#### EXTRACTED INFORMATION ####

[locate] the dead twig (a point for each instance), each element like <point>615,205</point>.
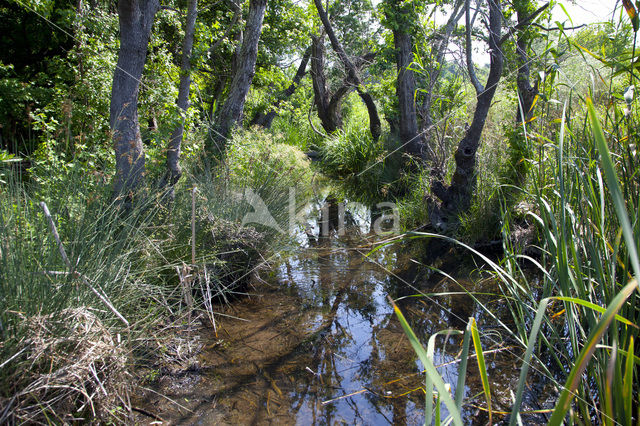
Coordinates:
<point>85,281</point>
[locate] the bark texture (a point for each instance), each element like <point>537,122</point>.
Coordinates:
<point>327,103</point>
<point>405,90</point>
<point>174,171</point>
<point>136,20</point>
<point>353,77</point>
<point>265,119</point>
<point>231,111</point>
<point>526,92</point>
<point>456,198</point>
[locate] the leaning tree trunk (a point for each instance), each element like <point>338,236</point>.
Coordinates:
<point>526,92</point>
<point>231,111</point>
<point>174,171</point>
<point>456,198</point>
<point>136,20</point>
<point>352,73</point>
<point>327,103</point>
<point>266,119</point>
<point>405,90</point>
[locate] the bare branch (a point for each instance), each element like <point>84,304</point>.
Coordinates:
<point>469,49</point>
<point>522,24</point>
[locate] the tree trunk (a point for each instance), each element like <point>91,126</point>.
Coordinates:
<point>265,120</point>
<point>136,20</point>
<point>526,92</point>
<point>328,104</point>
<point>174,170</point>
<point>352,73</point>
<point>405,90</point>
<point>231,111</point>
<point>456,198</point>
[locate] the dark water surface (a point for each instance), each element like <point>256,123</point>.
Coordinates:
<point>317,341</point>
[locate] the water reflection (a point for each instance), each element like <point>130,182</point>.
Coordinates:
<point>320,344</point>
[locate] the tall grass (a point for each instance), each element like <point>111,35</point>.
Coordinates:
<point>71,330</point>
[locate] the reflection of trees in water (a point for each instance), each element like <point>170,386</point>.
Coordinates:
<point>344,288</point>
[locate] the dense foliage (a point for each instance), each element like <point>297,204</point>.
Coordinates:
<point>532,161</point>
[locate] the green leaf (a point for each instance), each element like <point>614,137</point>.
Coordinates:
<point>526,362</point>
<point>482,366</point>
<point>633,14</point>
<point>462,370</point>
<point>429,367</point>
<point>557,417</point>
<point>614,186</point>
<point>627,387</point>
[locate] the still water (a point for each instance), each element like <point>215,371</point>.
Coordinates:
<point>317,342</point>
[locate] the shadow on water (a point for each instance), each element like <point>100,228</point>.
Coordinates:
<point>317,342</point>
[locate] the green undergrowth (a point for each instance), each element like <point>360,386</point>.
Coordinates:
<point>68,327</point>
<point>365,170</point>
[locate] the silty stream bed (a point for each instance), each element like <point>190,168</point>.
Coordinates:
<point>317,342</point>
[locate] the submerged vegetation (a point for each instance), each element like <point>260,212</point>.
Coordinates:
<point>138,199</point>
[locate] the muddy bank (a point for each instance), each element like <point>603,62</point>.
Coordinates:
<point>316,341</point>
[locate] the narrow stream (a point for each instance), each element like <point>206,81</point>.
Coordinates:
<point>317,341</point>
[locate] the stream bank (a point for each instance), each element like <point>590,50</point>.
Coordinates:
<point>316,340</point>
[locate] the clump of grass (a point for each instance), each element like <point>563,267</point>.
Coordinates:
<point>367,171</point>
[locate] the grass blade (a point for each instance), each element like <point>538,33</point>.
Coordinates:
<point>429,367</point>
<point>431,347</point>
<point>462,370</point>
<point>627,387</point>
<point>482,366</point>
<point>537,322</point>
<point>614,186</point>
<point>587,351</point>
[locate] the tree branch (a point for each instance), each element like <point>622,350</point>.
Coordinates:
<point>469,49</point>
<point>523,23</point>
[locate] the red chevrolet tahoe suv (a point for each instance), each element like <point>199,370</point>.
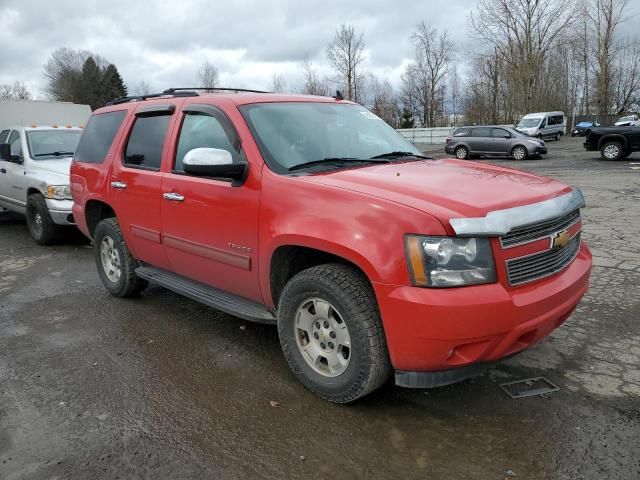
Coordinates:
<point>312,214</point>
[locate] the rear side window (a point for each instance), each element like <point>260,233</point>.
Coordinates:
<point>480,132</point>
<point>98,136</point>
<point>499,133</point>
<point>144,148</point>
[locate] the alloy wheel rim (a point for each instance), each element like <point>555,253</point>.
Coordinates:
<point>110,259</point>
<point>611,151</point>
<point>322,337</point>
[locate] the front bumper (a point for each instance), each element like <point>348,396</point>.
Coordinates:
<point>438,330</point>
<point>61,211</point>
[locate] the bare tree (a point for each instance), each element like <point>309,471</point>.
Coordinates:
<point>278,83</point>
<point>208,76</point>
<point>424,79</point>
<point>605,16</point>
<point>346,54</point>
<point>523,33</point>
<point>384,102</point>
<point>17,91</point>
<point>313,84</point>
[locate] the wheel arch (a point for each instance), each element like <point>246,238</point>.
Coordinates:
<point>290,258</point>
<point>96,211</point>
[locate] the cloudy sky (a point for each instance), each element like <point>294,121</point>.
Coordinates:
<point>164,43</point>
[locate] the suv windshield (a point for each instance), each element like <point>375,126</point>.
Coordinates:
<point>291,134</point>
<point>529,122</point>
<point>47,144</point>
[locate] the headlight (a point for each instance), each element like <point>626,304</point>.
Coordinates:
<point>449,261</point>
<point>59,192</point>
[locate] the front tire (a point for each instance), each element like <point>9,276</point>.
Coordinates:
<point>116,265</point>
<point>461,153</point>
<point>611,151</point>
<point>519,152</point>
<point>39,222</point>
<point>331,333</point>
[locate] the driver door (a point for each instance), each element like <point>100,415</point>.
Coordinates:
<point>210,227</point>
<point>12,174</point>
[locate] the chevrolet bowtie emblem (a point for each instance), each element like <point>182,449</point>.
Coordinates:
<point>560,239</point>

####

**WORK REQUIRED**
Add 126 to both coordinates of every answer point from the line containing "[locate] the driver" through the end of the listing, and write out all of those lines again, requests included. Keep the sample points inside the requests unchanged.

**ANSWER TO THE PROBLEM**
[locate] the driver door (a point for each instance), each element like <point>100,415</point>.
Coordinates:
<point>336,353</point>
<point>138,300</point>
[locate] the chevrolet bowtie emblem (a point for each instance), each element like <point>182,449</point>.
Coordinates:
<point>686,365</point>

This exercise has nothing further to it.